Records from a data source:
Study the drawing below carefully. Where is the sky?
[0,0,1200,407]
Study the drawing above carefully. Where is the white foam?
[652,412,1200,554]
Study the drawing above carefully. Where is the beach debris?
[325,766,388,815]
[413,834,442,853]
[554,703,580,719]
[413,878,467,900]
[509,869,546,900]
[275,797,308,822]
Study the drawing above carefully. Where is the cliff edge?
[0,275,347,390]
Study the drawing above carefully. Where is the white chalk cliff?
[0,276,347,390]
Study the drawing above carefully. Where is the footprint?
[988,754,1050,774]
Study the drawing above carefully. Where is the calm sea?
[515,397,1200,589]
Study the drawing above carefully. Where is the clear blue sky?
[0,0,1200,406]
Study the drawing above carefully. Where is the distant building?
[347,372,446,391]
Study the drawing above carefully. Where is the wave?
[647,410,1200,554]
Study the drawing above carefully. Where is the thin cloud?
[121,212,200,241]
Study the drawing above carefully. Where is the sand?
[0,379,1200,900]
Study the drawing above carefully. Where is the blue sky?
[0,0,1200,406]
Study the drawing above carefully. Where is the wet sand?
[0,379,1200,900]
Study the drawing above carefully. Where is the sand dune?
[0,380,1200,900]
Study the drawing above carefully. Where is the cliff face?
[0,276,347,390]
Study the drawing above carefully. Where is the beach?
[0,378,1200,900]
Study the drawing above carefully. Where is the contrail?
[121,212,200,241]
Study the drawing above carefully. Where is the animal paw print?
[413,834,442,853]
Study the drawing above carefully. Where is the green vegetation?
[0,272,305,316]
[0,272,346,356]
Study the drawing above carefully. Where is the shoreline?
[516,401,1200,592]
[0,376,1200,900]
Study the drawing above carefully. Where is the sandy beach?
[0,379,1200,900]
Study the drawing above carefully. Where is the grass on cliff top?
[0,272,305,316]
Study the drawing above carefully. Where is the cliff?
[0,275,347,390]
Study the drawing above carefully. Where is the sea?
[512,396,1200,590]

WHAT IS NEEDED:
Rewrite the listing with "drawing" changed to "diagram" everywhere it occurs. Leave every other word as it is.

THE RESULT:
Study the diagram below carefully. Where is the sky?
[0,0,1200,407]
Study the diagram above carefully. Where is the white foam?
[652,412,1200,554]
Study the diagram above carefully. Where is the beach debris?
[325,766,388,815]
[413,834,442,853]
[554,703,580,719]
[413,878,467,900]
[509,869,546,900]
[275,797,308,822]
Study the diagram above carefully. Where is the cliff edge?
[0,275,347,390]
Study the diagram above carefully. Where is the white chalk cliff?
[0,276,347,390]
Study the diagram above carefully. Where is the footprint?
[988,754,1050,774]
Study the diagram above carefully. Where is the calm sea?
[515,397,1200,589]
Study the diagram above carefully. Where is the clear blue sky?
[0,0,1200,406]
Study the diagram above carefully. Where is the distant building?
[347,372,446,391]
Study the diagram above carefully. Where is the wave?
[647,410,1200,554]
Study the diagram above carefully. Where is the thin cloud?
[121,212,200,241]
Study the diagram above carefully. Where is the sand?
[0,379,1200,900]
Study the diagram above carefully. Where is the blue sky?
[0,0,1200,406]
Study the diagram above carefully. Where is the wet sand?
[0,379,1200,900]
Study the diagram above carefully. Where is the sand dune?
[0,380,1200,900]
Study the diagram above carefully. Where is the cliff face?
[0,276,347,390]
Study the diagram above carefully. Where is the beach?
[0,378,1200,900]
Study the diagram above carefully. Where is the contrail?
[121,212,200,241]
Study the diagram above carefully. Where is the animal paw print?
[413,834,442,853]
Study the diagram above carefully. Where is the green vegetation?
[0,272,305,316]
[0,272,346,356]
Study the diagram above carefully. Where is the shoreline?
[516,401,1200,592]
[0,376,1200,900]
Study the diagram above carefully. Where is the sandy beach?
[0,379,1200,900]
Study the diagram above carefully. Where is the grass on cliff top?
[0,272,305,316]
Study the diagram above carefully. Where is the cliff?
[0,275,347,390]
Study the diagram above carefully. Where is the sea?
[512,396,1200,590]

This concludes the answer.